GOAL OF THE EXERCISE: Looking at the listing below, retype exactly the lines starting at the one containing "Question. Place a dot on every instance of the metal flagpole" and ending at the one containing "Question. Place a dot on every instance of the shop", both included, and nothing else.

PROVIDED DATA:
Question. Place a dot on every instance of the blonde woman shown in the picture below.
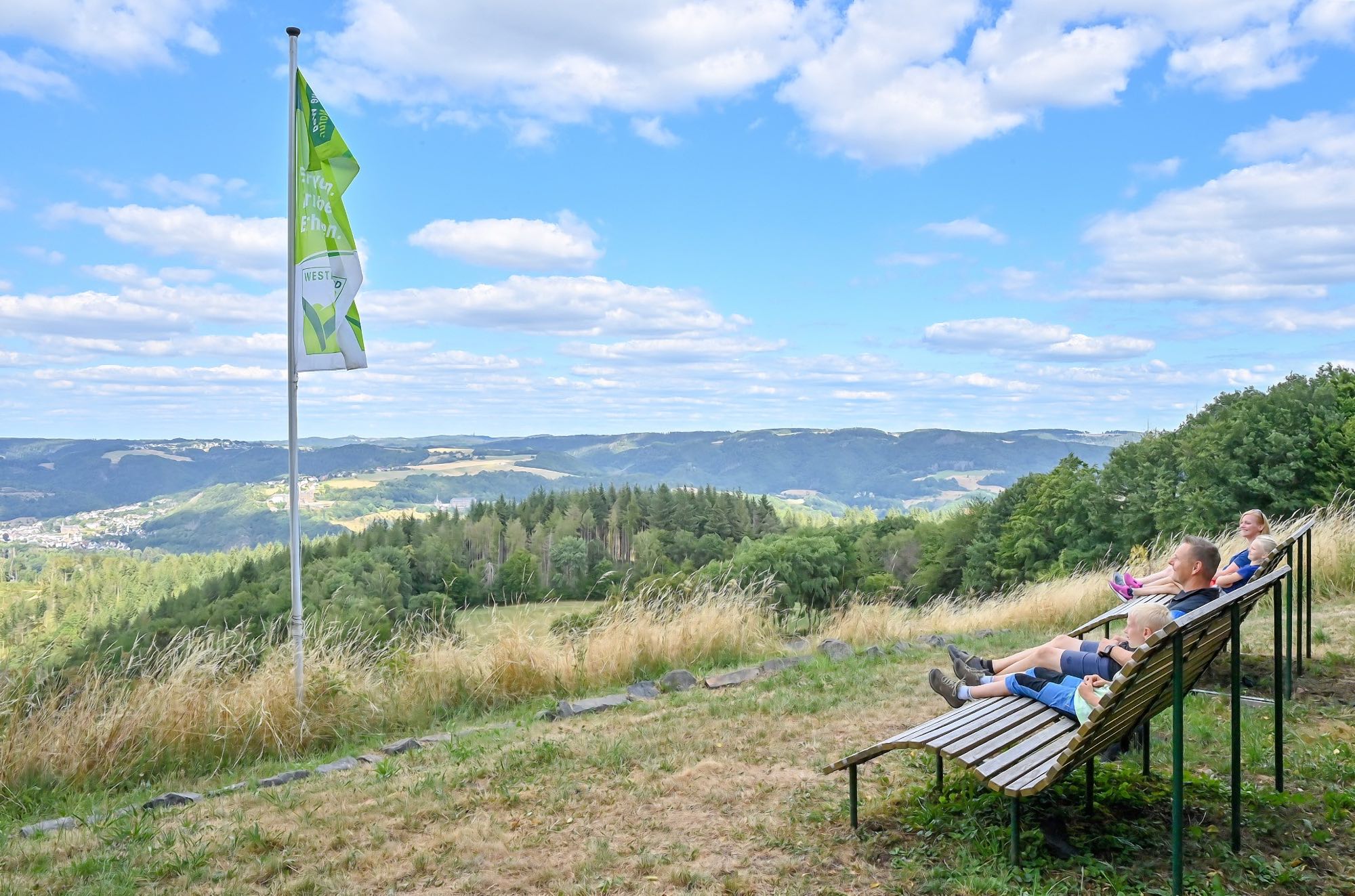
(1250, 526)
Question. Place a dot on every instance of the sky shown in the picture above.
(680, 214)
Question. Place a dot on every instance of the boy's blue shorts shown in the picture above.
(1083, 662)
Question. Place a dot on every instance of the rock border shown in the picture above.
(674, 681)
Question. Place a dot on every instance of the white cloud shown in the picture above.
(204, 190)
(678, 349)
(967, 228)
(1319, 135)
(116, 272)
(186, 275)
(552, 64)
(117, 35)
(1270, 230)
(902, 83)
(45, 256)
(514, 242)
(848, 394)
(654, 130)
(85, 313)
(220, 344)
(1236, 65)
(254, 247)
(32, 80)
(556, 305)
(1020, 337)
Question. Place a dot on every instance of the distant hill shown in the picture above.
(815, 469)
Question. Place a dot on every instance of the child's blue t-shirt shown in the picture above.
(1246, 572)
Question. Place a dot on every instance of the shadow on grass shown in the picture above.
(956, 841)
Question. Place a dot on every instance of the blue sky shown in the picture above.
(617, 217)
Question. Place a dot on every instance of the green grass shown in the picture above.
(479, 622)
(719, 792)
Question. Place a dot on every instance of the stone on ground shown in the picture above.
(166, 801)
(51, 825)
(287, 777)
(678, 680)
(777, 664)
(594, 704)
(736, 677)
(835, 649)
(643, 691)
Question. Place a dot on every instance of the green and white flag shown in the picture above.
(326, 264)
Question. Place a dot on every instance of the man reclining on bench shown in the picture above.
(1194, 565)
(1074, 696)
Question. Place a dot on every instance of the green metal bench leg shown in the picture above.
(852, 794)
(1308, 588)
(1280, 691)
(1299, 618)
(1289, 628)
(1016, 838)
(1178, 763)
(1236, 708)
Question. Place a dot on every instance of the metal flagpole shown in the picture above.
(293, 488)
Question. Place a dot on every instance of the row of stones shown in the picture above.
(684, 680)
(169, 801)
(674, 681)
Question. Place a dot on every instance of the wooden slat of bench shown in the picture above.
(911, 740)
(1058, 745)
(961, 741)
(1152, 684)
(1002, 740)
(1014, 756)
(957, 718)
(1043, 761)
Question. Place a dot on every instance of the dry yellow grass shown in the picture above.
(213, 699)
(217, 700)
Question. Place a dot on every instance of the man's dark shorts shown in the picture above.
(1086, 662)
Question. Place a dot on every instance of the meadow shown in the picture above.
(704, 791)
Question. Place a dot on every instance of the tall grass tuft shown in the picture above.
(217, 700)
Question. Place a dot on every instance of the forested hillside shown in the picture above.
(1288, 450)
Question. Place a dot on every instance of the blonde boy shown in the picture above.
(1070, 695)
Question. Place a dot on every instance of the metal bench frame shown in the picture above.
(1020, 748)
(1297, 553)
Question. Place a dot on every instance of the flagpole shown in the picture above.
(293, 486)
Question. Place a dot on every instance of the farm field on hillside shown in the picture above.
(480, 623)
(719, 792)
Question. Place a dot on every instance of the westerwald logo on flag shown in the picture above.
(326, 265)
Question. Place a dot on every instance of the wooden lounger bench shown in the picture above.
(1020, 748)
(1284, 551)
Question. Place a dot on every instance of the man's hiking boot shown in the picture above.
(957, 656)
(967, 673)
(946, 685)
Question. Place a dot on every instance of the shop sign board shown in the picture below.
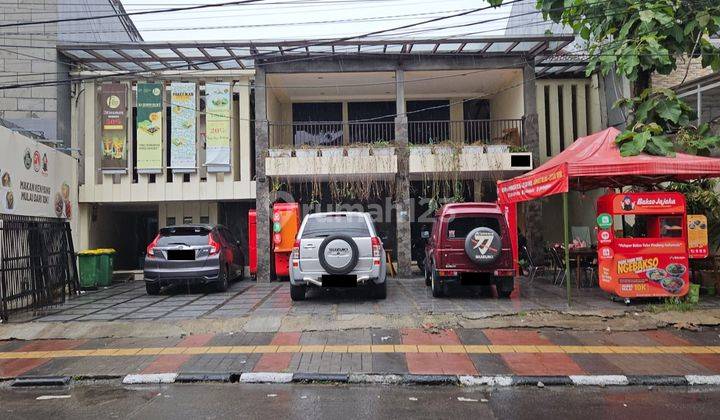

==

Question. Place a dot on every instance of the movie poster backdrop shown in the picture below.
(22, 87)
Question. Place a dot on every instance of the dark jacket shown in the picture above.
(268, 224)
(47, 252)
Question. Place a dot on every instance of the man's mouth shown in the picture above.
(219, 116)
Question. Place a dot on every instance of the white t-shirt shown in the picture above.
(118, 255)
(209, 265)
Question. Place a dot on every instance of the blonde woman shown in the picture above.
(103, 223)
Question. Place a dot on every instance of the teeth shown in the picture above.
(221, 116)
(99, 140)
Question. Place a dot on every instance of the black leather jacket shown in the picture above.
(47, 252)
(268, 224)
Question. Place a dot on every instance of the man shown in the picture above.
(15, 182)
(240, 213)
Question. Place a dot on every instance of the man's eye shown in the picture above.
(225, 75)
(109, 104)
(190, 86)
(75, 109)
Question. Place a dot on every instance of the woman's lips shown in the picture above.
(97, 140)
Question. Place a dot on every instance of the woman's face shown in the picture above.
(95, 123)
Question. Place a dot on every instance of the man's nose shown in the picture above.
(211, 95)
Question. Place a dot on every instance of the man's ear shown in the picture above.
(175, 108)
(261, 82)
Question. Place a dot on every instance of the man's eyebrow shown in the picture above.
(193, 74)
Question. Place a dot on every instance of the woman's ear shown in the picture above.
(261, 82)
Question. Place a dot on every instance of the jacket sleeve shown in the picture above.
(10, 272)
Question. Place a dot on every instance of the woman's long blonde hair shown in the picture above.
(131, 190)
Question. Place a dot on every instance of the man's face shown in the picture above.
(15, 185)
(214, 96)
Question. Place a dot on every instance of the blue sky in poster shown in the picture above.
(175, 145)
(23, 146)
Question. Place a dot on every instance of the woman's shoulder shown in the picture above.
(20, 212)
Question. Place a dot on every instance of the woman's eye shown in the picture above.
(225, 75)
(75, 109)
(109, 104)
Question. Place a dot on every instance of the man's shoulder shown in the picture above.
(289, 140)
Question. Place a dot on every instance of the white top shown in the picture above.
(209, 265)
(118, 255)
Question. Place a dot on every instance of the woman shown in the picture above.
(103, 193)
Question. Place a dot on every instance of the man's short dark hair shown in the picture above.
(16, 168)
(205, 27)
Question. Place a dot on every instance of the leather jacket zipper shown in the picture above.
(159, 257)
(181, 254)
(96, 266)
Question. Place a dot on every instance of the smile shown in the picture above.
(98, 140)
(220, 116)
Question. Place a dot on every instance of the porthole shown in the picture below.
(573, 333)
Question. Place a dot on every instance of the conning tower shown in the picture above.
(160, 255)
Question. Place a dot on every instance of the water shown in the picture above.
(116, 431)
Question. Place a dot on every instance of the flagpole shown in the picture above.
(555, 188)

SOLUTION:
Question. Place a dot on every instance of the metal flagpole shown in the picture above.
(293, 488)
Question. Place a dot on every instance of the row of stones shown in the picture above.
(684, 680)
(169, 801)
(674, 681)
Question. Place a dot on every instance of the wooden slat of bench shown in the picture above.
(911, 740)
(1058, 745)
(961, 741)
(1152, 684)
(1002, 740)
(1014, 756)
(957, 718)
(1043, 761)
Question. Place a dot on every instance of the dry yellow grass shown in the picture above.
(213, 699)
(217, 700)
Question. Place a dot on every instance of the man's dark shorts shown in the picture above.
(1086, 662)
Question. Place a dot on every instance of the meadow shown in the picture above.
(704, 791)
Question. Place a dot on every instance of the tall grass tuft shown in the picture above.
(217, 700)
Question. Place a dot on every instance of the forested hillside shown in the picture above.
(1288, 450)
Question. Place a dot on every instance of the blonde boy shown in the picture above.
(1070, 695)
Question. Place a dot on every instance of the metal bench frame shown in the picture above.
(1020, 748)
(1297, 553)
Question. Place a dot on every instance of the flagpole shown in the picture above.
(293, 486)
Question. Place a dot on every instance of the farm field on hillside shown in the picture above.
(480, 623)
(719, 792)
Question. Place a dot on every instance of the westerwald logo on flag shown in the picture above.
(326, 265)
Question. Place a dot on every instance of the wooden lounger bench shown in the picture above.
(1020, 748)
(1284, 551)
Question. Place a dot on every instance of the man's hiking boot shown in the picture above.
(957, 656)
(967, 673)
(946, 685)
Question. Place a dot on every instance of the shop sign board shown in the picture below.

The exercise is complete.